─── Data provided
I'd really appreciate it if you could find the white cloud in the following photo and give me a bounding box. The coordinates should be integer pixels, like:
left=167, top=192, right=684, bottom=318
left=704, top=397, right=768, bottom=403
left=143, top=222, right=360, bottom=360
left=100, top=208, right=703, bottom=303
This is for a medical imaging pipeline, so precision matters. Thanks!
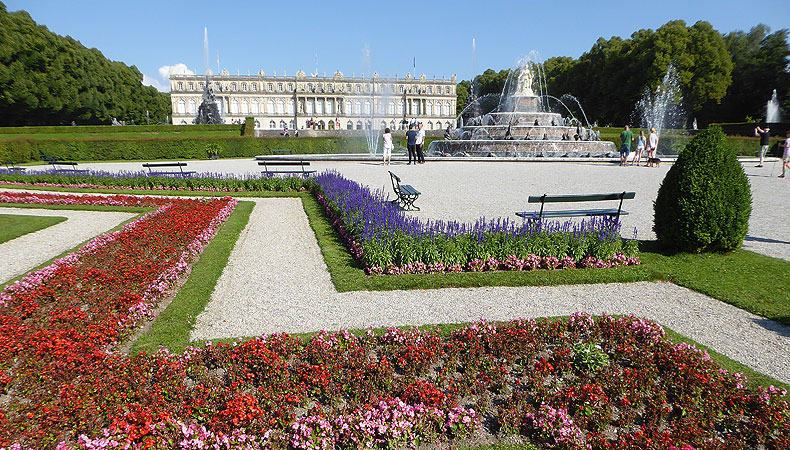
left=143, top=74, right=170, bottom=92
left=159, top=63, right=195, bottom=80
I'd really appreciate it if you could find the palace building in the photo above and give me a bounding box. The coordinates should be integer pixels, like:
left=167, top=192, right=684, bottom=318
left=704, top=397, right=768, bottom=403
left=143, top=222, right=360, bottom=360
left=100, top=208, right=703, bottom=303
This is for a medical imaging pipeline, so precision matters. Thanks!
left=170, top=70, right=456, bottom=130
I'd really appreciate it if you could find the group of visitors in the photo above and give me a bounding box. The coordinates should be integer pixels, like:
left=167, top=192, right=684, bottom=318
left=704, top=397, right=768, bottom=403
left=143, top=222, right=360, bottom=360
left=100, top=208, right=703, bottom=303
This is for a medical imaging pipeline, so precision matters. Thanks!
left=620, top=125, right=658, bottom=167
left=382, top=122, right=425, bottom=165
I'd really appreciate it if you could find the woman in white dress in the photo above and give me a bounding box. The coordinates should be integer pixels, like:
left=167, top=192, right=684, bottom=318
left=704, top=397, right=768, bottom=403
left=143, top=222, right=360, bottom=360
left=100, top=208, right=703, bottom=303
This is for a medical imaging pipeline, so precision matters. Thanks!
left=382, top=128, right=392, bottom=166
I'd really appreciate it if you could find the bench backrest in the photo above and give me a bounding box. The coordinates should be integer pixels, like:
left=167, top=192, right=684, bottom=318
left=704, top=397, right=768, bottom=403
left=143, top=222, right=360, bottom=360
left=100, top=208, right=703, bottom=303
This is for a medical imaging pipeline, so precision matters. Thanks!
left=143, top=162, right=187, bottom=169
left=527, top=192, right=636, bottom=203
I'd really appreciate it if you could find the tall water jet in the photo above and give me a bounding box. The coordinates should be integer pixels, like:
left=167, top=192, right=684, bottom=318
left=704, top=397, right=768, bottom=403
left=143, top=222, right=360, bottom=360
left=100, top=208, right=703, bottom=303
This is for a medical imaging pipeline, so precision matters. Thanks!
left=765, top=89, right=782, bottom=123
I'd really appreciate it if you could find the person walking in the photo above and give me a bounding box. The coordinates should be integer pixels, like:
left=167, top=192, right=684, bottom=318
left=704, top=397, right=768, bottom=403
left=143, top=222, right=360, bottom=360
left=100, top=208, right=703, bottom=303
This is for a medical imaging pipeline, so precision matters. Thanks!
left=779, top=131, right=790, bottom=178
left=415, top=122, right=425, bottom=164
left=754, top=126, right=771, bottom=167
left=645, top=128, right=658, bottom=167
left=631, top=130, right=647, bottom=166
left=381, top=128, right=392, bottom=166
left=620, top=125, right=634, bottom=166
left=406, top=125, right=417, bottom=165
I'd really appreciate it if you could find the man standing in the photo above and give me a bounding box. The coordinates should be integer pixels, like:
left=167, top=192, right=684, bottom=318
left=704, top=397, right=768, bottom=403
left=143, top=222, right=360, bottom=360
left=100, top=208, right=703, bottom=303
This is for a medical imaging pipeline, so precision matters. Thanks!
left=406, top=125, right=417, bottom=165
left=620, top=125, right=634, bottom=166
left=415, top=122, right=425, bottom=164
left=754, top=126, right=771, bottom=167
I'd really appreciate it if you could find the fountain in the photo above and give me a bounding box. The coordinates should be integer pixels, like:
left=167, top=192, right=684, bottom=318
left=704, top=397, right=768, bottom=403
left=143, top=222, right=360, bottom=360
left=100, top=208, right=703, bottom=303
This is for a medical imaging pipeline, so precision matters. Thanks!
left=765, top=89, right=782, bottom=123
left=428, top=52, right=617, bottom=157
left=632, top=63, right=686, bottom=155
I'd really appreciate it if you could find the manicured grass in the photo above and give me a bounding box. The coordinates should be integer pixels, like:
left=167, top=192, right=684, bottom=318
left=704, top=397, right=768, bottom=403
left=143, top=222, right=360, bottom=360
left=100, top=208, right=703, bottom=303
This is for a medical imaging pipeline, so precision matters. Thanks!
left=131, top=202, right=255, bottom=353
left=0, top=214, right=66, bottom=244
──────
**Stated problem:** Recast the part of the listing from the line containing "I'd really appreciate it if you could find the palace" through the line containing "left=382, top=122, right=425, bottom=165", both included, as a JSON list of strings with one string per line and blank lines omitted.

**Complete answer:**
[
  "I'd really appreciate it if you could find the palace building in the photo above and give me a bounding box. The coordinates should be integer pixels, like:",
  "left=167, top=192, right=684, bottom=318",
  "left=704, top=397, right=768, bottom=403",
  "left=143, top=222, right=360, bottom=360",
  "left=100, top=208, right=703, bottom=303",
  "This is for a medical imaging pipeline, so precision matters. Thanks!",
  "left=170, top=70, right=456, bottom=130",
  "I'd really appreciate it if you could find the group of visitors in the photo above and give me a bounding box. The coordinates should be integer pixels, like:",
  "left=167, top=192, right=684, bottom=318",
  "left=704, top=397, right=768, bottom=403",
  "left=143, top=222, right=360, bottom=360",
  "left=100, top=208, right=703, bottom=303",
  "This is for a medical imaging pipeline, so precision matters. Thanks!",
  "left=620, top=125, right=658, bottom=167",
  "left=382, top=122, right=425, bottom=165"
]